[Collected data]
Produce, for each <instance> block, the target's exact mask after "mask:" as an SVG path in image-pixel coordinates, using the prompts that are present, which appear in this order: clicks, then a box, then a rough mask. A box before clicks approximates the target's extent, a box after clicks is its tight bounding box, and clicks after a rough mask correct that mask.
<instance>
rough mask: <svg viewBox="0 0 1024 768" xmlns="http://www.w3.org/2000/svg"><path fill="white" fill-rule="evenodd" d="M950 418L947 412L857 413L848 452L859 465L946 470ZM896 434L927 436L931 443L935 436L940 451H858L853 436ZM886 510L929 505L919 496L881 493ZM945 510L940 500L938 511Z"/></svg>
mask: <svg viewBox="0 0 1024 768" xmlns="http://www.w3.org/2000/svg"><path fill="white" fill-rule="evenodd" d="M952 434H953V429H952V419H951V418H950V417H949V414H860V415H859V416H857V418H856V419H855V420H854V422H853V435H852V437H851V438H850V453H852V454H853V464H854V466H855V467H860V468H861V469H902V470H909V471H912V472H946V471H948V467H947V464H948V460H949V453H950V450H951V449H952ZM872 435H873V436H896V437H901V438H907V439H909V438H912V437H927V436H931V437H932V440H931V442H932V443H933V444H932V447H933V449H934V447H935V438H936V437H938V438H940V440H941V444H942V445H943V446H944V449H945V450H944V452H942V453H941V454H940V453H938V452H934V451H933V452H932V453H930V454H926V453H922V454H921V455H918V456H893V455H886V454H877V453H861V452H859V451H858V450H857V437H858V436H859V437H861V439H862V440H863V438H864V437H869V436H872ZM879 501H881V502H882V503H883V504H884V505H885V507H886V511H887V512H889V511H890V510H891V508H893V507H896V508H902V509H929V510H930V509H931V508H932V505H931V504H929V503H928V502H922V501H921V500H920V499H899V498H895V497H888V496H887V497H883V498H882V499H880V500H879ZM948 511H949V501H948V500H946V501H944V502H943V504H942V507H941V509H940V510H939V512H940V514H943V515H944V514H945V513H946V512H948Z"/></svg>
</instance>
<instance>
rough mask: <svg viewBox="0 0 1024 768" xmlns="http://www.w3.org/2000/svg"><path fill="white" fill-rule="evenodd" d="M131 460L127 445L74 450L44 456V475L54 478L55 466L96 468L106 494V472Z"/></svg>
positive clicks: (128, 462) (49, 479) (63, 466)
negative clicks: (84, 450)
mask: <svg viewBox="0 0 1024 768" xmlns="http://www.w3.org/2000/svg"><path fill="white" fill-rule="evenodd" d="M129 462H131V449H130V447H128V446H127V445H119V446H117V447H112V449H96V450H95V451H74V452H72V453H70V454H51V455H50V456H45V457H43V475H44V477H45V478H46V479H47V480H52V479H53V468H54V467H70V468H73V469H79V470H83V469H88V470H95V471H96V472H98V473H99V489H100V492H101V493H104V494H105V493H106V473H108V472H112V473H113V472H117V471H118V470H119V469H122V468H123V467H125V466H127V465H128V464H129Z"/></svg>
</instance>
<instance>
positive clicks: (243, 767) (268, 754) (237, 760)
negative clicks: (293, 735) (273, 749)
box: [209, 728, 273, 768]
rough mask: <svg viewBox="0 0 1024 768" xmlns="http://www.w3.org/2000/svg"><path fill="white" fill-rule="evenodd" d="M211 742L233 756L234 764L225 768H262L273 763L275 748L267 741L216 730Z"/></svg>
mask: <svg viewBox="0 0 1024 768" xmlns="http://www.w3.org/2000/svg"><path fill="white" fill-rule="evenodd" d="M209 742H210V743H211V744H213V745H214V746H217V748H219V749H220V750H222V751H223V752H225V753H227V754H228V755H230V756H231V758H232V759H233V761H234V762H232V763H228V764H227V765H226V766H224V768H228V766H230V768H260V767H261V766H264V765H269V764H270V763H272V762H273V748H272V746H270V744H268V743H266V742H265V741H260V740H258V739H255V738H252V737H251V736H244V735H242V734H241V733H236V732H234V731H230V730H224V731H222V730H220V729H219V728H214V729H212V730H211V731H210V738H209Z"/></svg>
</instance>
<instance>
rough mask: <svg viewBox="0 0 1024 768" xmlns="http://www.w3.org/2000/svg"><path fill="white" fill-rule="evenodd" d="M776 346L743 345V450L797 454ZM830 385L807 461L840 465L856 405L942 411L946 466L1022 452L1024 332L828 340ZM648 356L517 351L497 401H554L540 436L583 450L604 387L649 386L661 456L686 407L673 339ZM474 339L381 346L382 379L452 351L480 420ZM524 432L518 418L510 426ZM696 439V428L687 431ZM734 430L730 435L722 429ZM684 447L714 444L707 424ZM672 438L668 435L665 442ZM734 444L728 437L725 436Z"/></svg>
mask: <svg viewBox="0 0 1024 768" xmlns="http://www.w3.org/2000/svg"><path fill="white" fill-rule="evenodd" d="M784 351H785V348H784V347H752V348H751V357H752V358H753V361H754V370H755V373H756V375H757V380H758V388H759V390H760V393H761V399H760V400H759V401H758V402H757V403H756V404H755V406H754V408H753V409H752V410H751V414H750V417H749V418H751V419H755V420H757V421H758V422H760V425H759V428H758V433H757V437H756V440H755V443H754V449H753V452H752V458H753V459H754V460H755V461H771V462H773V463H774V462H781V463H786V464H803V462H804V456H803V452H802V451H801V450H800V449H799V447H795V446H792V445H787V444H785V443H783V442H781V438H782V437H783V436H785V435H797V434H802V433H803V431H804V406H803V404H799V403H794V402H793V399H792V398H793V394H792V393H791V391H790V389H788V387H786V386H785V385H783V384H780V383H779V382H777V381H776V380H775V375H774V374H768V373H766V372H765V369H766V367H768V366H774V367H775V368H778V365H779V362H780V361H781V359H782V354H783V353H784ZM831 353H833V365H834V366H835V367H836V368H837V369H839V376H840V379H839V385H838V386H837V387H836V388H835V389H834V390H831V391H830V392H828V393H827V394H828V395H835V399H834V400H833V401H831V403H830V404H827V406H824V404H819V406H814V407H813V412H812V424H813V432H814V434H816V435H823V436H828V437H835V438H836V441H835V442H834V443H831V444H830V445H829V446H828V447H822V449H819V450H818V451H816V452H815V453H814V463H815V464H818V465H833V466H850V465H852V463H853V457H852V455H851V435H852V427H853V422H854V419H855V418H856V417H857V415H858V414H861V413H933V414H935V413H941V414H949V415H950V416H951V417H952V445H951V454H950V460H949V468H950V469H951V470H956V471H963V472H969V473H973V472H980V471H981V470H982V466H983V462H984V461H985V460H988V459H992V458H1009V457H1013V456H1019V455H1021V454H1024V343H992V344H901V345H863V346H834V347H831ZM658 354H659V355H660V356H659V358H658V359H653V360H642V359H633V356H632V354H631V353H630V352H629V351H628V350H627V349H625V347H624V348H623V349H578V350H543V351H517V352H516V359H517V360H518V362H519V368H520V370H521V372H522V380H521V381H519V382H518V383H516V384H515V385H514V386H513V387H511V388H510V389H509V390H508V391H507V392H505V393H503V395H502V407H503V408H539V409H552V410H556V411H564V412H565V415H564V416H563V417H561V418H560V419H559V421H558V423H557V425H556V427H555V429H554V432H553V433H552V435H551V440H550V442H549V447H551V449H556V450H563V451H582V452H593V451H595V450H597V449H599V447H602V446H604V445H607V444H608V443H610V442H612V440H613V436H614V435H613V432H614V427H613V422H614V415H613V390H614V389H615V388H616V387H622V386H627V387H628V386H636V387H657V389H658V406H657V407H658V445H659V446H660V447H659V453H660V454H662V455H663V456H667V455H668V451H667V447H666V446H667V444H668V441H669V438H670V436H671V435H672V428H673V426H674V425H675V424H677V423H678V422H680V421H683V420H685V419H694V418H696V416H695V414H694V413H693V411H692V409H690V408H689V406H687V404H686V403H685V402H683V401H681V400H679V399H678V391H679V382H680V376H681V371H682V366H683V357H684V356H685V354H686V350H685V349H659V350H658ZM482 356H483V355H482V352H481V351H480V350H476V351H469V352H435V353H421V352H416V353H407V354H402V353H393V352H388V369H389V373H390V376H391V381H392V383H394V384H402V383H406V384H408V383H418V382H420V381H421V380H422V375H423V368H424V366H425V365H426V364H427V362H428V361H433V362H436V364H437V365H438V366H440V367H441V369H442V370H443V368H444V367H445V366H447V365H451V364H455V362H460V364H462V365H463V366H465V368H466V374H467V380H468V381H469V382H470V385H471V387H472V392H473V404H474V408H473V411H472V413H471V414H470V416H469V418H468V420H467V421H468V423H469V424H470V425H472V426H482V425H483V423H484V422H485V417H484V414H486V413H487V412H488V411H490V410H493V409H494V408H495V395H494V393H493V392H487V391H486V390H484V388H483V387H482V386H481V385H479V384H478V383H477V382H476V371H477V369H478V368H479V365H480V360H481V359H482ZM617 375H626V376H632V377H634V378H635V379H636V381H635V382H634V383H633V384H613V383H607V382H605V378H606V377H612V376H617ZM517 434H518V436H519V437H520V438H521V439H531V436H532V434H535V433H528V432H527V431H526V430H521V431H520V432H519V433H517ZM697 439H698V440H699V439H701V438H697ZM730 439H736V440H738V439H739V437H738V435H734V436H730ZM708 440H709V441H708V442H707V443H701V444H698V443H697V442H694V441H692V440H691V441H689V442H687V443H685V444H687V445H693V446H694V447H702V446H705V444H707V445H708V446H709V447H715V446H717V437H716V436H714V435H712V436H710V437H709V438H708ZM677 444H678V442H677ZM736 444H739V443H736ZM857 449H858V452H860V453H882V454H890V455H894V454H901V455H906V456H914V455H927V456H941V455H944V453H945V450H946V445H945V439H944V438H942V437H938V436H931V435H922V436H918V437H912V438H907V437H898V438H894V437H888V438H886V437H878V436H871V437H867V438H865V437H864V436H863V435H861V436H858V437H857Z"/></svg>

## Work required
Locate each line in the listing that contains the string "negative", treating uppercase and lowercase as distinct, and copy those lines.

## Answer box
negative clicks: (84, 450)
negative clicks: (293, 735) (273, 749)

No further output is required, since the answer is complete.